● RECORDED INFORMATION:
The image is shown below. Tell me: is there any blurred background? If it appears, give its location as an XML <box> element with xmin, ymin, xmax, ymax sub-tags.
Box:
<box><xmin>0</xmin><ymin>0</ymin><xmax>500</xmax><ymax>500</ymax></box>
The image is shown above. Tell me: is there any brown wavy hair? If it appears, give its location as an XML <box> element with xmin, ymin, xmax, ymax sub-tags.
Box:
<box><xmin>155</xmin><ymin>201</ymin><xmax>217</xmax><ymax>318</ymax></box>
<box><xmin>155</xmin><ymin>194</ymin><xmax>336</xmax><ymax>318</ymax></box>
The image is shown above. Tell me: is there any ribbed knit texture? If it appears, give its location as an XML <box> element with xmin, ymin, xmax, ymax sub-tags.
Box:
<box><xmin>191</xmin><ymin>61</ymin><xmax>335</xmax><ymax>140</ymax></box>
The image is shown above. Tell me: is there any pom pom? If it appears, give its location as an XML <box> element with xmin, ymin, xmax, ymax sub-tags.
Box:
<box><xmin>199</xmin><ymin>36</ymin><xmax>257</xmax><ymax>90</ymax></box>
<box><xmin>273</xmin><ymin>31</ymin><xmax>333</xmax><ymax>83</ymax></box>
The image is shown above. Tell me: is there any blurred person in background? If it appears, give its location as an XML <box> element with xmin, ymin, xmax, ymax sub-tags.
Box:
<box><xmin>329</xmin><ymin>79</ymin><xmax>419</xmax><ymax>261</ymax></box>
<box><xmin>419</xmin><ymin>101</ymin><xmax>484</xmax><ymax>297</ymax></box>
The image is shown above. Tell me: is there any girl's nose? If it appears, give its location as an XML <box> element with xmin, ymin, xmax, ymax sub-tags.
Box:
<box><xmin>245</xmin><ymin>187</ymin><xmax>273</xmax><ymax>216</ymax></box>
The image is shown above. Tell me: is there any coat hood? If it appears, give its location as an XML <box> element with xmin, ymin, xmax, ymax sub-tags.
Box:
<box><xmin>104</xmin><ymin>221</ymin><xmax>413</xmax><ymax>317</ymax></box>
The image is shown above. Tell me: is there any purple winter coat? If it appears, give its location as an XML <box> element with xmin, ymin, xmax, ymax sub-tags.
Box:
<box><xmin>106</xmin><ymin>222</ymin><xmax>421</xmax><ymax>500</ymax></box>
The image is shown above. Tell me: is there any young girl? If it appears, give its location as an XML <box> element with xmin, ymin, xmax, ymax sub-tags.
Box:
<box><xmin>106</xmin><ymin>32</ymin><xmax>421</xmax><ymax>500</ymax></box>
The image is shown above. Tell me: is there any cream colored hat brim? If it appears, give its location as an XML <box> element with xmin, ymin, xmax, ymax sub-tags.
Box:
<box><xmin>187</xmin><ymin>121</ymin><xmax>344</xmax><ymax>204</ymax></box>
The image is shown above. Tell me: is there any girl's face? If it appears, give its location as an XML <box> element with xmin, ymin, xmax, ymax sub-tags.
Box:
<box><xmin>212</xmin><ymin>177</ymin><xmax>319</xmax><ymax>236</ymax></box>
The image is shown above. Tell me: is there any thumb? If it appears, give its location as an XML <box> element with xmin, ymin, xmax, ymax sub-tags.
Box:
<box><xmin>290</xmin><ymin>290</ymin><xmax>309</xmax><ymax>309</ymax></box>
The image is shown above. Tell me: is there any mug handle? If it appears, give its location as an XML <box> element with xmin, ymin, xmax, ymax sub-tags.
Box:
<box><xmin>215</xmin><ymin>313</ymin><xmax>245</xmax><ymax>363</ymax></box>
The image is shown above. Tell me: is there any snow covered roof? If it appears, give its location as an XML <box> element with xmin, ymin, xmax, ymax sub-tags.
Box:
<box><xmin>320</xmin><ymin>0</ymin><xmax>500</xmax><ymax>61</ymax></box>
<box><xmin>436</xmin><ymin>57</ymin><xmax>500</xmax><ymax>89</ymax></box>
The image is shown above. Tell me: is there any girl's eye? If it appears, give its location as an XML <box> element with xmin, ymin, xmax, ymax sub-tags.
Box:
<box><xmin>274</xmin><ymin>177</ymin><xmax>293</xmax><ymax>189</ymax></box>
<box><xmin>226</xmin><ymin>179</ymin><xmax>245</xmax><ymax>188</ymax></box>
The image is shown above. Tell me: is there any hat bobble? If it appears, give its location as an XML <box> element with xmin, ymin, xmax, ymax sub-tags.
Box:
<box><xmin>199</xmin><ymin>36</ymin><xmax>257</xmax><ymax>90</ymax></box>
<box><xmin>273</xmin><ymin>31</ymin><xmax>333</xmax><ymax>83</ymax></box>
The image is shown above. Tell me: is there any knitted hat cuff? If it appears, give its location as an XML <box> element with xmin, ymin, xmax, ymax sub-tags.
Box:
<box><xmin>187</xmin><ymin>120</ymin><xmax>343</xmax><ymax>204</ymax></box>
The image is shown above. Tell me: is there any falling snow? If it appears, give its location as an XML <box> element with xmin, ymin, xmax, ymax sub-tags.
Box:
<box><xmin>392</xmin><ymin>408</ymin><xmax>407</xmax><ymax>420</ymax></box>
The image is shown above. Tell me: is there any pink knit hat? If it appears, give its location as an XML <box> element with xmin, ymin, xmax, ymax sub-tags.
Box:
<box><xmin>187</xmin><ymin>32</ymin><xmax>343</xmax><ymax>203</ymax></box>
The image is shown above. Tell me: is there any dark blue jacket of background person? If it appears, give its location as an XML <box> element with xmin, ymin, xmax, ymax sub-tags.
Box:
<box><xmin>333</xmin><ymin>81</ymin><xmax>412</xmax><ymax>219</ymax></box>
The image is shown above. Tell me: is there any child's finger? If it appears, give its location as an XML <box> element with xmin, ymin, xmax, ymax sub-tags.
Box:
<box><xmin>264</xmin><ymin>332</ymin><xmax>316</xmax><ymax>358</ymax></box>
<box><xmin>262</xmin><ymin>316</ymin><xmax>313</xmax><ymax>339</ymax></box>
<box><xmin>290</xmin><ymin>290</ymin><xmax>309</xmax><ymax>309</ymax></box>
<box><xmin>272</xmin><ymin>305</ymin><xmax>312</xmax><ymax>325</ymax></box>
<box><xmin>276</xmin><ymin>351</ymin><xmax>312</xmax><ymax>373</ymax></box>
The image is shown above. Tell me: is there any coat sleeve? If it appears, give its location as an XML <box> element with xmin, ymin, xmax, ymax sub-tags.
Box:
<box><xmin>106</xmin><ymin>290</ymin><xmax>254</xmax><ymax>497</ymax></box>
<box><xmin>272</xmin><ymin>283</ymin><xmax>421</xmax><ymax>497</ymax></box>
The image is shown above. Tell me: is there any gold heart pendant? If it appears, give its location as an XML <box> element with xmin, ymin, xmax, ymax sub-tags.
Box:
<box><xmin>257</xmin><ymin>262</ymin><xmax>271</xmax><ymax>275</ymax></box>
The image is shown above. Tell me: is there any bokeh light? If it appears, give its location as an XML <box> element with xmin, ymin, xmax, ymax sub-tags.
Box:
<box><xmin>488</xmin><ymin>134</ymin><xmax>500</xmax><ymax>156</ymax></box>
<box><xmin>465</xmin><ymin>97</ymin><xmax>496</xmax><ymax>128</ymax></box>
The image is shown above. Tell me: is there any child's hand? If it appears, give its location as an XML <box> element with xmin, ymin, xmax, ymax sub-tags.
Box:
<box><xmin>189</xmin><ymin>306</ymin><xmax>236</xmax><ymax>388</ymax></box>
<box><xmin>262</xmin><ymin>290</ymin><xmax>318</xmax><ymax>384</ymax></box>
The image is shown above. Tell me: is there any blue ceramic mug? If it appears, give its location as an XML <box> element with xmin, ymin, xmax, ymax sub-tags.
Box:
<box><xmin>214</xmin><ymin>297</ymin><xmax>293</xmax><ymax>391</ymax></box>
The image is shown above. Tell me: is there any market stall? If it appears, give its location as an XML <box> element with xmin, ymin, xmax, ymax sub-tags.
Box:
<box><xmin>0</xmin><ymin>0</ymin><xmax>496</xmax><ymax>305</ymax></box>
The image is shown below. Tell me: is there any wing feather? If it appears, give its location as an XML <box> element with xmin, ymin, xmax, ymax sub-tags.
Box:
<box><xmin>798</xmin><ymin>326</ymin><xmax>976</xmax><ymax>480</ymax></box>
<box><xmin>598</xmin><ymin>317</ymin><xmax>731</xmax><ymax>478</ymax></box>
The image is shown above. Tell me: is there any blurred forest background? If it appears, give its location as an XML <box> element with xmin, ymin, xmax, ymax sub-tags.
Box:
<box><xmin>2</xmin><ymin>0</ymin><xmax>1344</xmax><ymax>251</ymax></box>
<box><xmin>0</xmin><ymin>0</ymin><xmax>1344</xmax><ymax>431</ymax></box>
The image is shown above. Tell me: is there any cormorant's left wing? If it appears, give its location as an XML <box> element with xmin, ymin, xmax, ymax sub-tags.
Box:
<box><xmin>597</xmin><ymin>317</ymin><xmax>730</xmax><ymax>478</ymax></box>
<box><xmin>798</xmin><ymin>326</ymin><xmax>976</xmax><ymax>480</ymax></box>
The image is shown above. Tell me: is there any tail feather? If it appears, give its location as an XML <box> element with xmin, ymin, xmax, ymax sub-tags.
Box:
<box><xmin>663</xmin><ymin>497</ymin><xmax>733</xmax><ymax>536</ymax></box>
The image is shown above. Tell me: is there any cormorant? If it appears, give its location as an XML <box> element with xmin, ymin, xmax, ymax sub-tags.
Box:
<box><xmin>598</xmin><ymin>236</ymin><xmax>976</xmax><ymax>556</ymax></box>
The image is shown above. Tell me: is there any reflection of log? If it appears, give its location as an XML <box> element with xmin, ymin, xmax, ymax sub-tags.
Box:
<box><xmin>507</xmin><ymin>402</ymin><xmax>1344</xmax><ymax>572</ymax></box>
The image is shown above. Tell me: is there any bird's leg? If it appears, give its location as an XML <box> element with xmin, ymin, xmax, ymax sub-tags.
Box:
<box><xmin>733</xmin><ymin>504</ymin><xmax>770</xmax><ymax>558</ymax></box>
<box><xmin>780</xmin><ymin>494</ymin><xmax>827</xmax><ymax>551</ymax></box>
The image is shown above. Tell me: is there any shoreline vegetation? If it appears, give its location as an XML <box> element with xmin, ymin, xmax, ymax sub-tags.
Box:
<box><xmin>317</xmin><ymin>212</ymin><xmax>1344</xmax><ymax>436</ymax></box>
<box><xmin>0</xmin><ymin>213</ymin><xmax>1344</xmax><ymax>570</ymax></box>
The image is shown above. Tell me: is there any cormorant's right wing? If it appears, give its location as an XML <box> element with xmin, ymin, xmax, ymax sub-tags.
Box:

● WHAT IS NEEDED: Pick out every line of the material above that contains the word "child", and copy each one.

● OUTPUT FOR THIS TASK:
The image is shown above. Tell me: is there any child's finger? If it appears, give its location as an XML <box> element with xmin, ymin, xmax, ymax sub-tags.
The image is shown above. Tell me: is there any child's hand? If it appears, give its location as an XML <box> element with xmin, ymin, xmax, ymax sub-tags.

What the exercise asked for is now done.